[Saved data entries]
· · · · ·

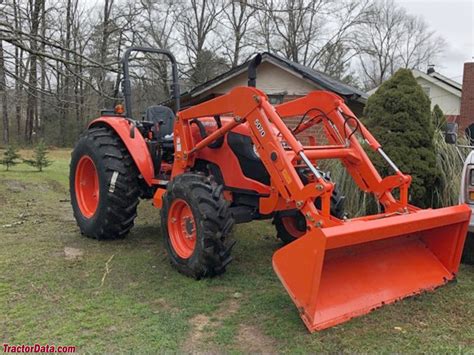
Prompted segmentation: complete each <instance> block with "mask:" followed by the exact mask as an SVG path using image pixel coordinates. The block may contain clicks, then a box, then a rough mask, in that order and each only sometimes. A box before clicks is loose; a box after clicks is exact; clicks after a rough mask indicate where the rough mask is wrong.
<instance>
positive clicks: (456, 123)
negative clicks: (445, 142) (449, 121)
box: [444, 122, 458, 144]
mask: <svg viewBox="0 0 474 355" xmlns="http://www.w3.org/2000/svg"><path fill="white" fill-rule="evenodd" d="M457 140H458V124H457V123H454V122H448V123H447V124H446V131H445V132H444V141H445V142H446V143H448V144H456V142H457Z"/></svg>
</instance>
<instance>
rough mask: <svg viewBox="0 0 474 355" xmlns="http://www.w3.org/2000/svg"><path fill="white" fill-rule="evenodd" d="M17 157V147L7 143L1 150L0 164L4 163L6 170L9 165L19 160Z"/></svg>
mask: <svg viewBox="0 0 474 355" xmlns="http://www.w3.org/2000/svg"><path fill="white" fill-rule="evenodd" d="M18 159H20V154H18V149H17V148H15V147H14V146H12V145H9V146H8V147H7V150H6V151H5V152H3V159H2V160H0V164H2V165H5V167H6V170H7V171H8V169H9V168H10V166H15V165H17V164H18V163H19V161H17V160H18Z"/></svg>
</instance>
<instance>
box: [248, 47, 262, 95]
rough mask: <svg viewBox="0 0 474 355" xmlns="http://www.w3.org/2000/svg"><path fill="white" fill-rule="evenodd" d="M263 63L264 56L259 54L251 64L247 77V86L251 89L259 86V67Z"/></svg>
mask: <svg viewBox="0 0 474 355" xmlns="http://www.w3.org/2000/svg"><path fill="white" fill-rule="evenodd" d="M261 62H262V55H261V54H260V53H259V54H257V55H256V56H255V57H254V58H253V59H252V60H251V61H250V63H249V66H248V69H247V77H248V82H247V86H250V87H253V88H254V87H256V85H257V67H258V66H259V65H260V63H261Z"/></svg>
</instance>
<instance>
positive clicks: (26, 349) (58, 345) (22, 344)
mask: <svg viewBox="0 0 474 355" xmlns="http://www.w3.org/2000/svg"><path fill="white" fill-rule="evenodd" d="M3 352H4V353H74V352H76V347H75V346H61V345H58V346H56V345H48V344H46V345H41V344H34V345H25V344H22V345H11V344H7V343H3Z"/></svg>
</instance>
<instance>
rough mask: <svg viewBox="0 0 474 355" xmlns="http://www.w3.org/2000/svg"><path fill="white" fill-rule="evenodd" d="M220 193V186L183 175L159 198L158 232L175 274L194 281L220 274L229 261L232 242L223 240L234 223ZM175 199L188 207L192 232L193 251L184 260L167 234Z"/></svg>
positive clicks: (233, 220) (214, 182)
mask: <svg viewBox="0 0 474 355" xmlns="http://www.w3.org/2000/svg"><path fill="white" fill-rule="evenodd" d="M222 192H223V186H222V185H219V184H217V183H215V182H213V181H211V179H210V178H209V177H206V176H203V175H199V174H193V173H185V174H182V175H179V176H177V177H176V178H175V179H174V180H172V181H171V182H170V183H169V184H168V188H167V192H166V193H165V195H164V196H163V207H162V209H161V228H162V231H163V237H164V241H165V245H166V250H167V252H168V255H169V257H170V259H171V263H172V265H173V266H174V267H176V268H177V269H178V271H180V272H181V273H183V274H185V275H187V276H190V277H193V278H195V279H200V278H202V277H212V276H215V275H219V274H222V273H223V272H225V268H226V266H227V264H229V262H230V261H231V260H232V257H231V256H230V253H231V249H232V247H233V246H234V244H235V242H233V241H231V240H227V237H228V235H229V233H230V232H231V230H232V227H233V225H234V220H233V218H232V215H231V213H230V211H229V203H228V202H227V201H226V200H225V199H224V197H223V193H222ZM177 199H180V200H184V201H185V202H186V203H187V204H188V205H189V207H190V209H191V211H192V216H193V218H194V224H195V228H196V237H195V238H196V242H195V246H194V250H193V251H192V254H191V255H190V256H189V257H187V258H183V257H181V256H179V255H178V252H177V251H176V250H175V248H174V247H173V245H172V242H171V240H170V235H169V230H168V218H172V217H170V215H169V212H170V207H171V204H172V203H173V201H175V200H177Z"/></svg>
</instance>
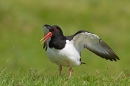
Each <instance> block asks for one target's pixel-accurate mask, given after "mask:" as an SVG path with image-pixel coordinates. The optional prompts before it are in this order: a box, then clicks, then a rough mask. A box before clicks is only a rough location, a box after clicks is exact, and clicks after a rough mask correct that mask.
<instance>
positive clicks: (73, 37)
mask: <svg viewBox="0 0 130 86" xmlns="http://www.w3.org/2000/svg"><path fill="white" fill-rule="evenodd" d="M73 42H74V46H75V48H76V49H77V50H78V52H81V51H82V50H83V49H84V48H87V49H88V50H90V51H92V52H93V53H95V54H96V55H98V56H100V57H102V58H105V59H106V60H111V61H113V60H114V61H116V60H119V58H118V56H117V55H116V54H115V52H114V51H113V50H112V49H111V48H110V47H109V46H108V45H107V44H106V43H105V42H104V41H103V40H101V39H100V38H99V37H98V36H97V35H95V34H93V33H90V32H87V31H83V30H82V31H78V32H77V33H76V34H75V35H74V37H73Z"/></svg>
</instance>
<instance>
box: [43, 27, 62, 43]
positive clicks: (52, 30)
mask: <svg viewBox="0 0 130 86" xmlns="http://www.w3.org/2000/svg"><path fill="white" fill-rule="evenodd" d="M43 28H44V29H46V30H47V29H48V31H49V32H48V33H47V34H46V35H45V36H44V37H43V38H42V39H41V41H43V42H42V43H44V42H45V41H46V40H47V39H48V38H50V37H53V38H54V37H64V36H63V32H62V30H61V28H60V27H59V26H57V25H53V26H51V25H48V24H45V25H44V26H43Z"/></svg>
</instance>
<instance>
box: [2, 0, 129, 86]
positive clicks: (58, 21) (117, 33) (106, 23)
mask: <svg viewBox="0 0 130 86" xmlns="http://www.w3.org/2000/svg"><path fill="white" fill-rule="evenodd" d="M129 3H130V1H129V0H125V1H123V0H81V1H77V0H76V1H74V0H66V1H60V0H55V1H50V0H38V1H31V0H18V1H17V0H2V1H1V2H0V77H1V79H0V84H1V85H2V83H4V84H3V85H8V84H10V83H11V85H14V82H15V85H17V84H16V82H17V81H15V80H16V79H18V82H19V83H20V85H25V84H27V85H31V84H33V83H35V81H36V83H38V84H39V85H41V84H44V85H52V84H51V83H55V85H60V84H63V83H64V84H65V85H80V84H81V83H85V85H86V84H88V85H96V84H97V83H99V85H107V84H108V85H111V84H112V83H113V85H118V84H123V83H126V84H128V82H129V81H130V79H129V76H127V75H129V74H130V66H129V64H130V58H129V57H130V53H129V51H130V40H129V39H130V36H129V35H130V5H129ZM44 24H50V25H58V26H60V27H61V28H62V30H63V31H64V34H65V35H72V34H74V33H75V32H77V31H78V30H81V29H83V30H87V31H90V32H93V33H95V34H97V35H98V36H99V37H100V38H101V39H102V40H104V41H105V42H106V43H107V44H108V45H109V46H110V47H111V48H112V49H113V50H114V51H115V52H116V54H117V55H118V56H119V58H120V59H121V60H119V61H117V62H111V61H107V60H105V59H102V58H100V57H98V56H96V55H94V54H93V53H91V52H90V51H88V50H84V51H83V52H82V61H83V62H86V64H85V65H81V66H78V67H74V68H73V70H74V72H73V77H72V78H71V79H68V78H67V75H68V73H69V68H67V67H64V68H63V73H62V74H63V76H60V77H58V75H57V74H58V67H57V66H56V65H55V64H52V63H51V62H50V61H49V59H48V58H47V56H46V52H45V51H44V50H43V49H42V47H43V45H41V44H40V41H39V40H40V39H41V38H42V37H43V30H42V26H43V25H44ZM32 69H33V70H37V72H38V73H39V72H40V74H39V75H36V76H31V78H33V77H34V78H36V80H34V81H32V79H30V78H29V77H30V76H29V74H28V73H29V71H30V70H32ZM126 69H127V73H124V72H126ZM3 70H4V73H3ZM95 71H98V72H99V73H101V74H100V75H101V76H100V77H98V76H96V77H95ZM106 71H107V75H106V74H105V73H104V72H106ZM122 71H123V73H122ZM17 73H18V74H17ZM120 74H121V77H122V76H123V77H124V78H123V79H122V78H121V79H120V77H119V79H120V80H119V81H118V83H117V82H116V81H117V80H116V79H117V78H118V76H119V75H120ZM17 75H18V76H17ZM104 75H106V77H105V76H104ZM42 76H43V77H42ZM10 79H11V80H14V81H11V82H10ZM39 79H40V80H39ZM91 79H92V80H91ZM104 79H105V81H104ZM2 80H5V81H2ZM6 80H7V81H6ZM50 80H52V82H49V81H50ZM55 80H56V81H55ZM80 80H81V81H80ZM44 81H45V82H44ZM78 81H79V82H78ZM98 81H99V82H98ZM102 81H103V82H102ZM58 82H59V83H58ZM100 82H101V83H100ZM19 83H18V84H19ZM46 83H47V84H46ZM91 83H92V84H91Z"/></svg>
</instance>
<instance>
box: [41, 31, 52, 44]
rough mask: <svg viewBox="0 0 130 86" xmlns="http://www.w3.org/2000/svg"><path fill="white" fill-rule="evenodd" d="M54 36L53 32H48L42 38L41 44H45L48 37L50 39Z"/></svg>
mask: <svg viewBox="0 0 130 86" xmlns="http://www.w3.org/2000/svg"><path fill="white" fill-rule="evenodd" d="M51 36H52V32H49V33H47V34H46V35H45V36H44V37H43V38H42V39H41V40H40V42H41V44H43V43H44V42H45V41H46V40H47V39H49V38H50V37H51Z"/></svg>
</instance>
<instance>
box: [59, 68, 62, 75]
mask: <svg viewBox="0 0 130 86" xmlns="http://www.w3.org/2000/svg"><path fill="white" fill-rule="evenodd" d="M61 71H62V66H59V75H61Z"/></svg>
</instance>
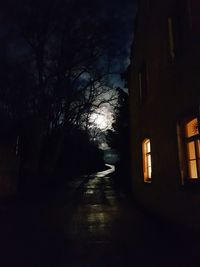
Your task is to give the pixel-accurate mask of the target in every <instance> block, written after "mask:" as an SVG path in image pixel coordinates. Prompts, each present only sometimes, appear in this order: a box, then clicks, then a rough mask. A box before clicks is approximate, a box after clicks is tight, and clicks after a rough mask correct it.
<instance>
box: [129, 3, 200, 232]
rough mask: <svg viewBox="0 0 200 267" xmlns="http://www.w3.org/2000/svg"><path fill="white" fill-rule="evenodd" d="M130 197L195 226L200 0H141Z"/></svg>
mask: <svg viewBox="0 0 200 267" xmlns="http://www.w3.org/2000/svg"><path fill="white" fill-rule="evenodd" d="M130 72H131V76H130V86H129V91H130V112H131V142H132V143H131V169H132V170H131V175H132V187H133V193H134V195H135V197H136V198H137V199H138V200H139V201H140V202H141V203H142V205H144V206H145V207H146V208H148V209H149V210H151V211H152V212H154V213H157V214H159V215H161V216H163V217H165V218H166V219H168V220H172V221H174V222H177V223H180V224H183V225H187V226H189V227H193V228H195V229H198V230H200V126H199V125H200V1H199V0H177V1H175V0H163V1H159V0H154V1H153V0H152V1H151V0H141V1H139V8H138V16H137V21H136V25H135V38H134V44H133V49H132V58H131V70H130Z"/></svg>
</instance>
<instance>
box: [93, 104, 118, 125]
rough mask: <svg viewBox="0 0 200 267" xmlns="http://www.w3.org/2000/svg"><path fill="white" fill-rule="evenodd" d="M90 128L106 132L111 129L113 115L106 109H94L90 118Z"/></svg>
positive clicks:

· · · · ·

Task brief: Copy out each line of the records that holds the string "this".

Task solution:
Each <instance> block asks for one target's pixel-accurate mask, given after "mask:" as an SVG path with image-pixel coordinates. The optional prompts before it are in this order: a box, then clicks, then a rough mask. A box before clicks is only a rough location, a box after clicks is exact, and clicks after a rough mask correct that mask.
Your task is to give the pixel-accurate mask of the target in every <instance> block, written after "mask:" as an SVG path in image pixel coordinates. Prompts, each present only sometimes, appear in this order: a box, then clicks, then a rough mask. A box before clicks is approximate, a box after clicks is tight, and clicks after a rough mask correct it.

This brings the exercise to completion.